* Start DATA FOR PROCESSING *
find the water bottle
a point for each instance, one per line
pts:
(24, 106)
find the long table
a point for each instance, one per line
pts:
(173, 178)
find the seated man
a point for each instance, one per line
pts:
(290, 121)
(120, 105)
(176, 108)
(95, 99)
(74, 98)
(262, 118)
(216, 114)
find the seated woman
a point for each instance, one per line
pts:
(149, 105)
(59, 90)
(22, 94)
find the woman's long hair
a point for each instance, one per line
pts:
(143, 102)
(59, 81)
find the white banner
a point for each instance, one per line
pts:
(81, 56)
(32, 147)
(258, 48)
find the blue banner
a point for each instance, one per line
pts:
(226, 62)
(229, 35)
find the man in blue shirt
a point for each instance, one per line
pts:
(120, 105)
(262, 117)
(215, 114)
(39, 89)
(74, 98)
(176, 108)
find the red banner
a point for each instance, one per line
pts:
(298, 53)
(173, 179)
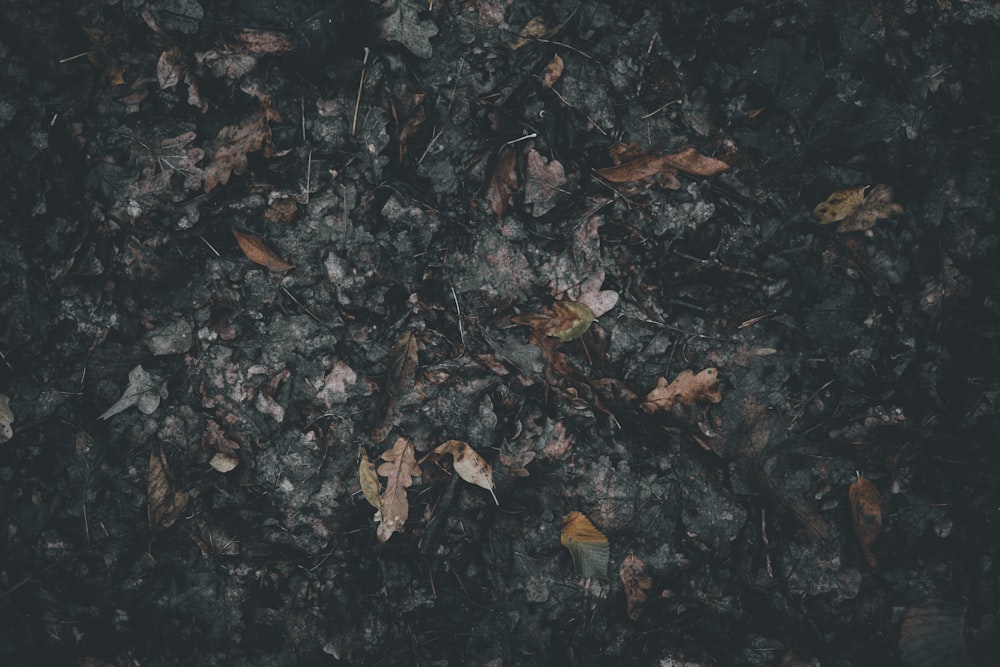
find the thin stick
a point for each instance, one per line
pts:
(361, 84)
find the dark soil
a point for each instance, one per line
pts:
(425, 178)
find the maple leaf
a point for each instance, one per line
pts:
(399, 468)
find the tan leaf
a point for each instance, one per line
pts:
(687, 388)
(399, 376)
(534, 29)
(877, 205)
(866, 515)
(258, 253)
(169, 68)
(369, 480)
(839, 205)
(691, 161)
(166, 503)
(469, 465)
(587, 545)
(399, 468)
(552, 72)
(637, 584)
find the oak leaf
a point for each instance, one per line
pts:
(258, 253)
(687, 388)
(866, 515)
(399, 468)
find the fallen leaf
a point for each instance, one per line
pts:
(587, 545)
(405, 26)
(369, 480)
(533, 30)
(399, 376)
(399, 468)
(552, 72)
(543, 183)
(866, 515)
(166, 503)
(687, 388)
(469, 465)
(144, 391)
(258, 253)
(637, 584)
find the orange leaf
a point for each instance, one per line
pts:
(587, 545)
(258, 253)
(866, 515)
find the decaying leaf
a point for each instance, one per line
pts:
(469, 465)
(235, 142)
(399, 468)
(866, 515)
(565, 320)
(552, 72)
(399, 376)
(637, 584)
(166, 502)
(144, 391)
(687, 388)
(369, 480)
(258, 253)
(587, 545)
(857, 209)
* End DATA FOR PROCESSING *
* Start DATA FOR PROCESSING *
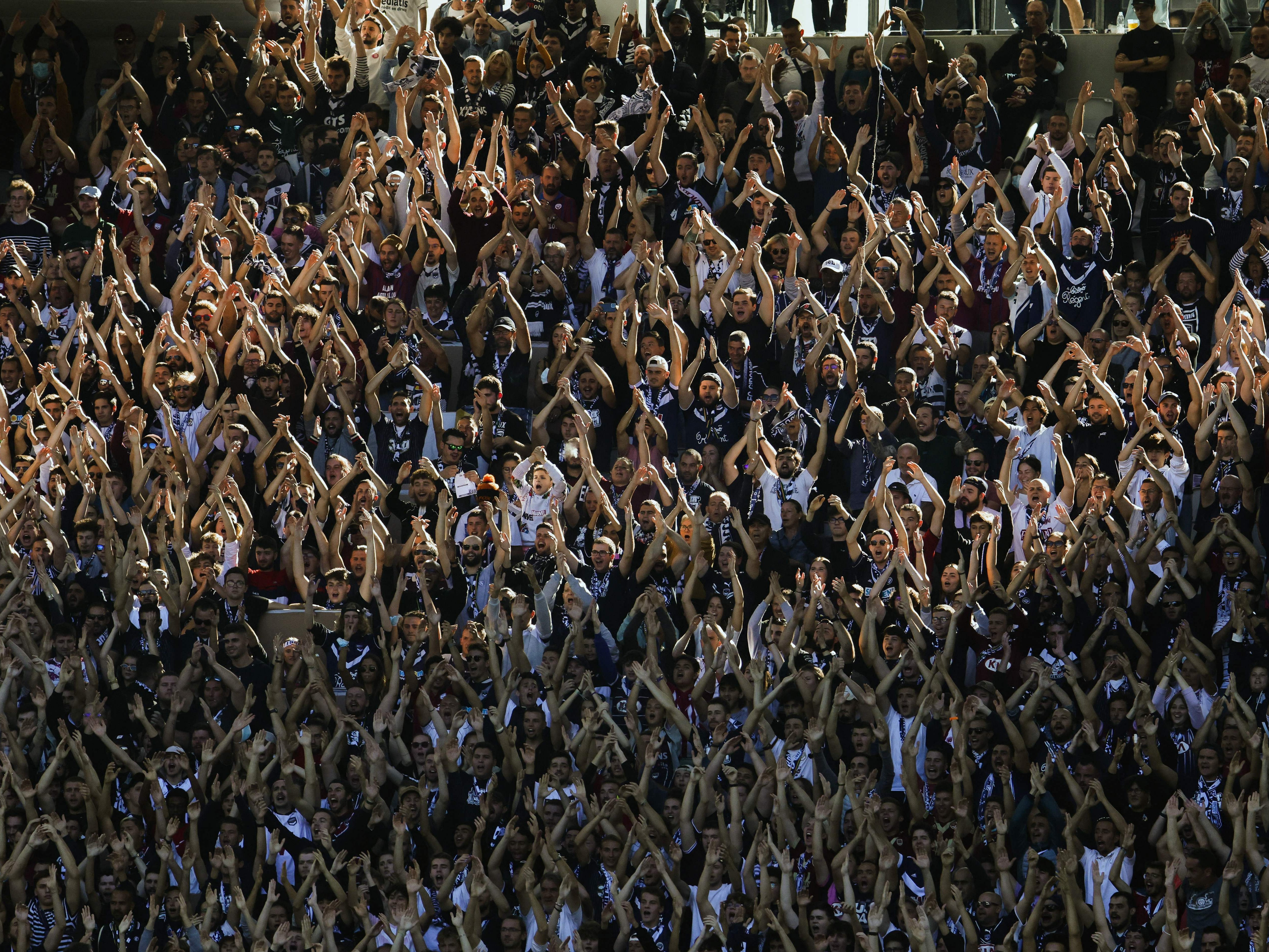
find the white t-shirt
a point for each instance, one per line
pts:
* End DATA FOR PROCESSING *
* Start DATA FOR PROCESSING *
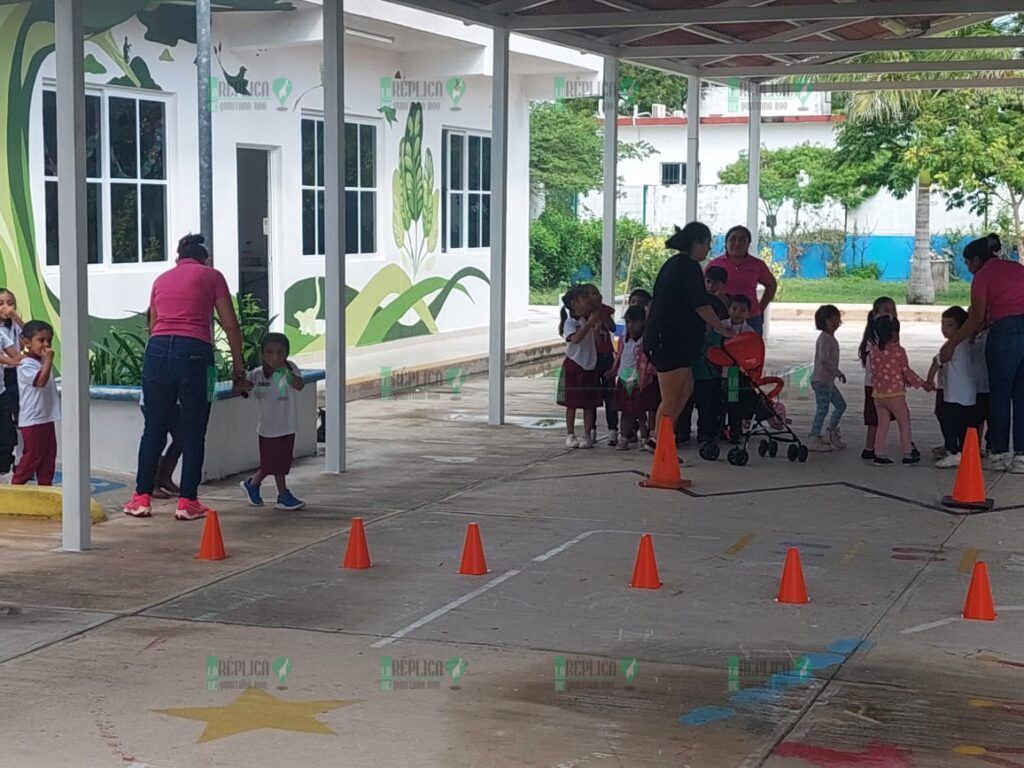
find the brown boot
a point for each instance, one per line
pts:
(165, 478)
* End DATA FOR PROCESSING *
**THE TASK**
Pick out each line of the records that contains the word "woman" and list those lines.

**TASK RESULT**
find the seated woman
find the woman's long hair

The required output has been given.